What is being asked: Reproduce only the lines starting with the one containing "the green tractor" and going on through the final line of the entries, keeping the wording of every line. Scale each coordinate in that span by 2.6, rounding every value to the nearest whole number with halves going up.

Records for this exercise:
━━━━━━━━
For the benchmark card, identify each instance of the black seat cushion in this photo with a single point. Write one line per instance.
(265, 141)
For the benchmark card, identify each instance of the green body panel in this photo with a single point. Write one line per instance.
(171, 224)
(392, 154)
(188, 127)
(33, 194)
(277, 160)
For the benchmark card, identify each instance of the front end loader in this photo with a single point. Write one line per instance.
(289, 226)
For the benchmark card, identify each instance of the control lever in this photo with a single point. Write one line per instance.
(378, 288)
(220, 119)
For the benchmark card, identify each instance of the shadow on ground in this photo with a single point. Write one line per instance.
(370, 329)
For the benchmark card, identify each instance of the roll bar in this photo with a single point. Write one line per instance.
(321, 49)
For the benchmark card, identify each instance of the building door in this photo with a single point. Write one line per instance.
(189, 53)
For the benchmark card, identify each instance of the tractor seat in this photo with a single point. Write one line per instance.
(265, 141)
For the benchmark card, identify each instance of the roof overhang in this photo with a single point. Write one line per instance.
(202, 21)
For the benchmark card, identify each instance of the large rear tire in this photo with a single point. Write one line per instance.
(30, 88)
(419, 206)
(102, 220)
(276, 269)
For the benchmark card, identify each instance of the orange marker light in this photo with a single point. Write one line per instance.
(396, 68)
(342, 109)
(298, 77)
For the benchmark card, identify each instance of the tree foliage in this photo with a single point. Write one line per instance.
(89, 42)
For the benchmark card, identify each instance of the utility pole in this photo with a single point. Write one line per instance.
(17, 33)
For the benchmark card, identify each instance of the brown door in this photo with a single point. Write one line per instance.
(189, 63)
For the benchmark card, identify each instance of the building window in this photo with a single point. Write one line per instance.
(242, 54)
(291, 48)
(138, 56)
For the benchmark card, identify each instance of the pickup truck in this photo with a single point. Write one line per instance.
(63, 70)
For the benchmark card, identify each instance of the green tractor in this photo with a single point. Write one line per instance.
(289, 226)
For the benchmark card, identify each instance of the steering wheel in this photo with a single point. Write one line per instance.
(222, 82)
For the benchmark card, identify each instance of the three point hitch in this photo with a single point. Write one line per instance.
━━━━━━━━
Right answer:
For the benchmark card, identify each instance of the green tractor in this photo with a single point. Write one line per instance.
(751, 588)
For the benchmark card, identify each instance of the steering wheel in this photo with a single point. Write one line per instance.
(577, 213)
For the benchmark card, identify each instance of the three point hitch in this photo with a single point. Write one line per instance.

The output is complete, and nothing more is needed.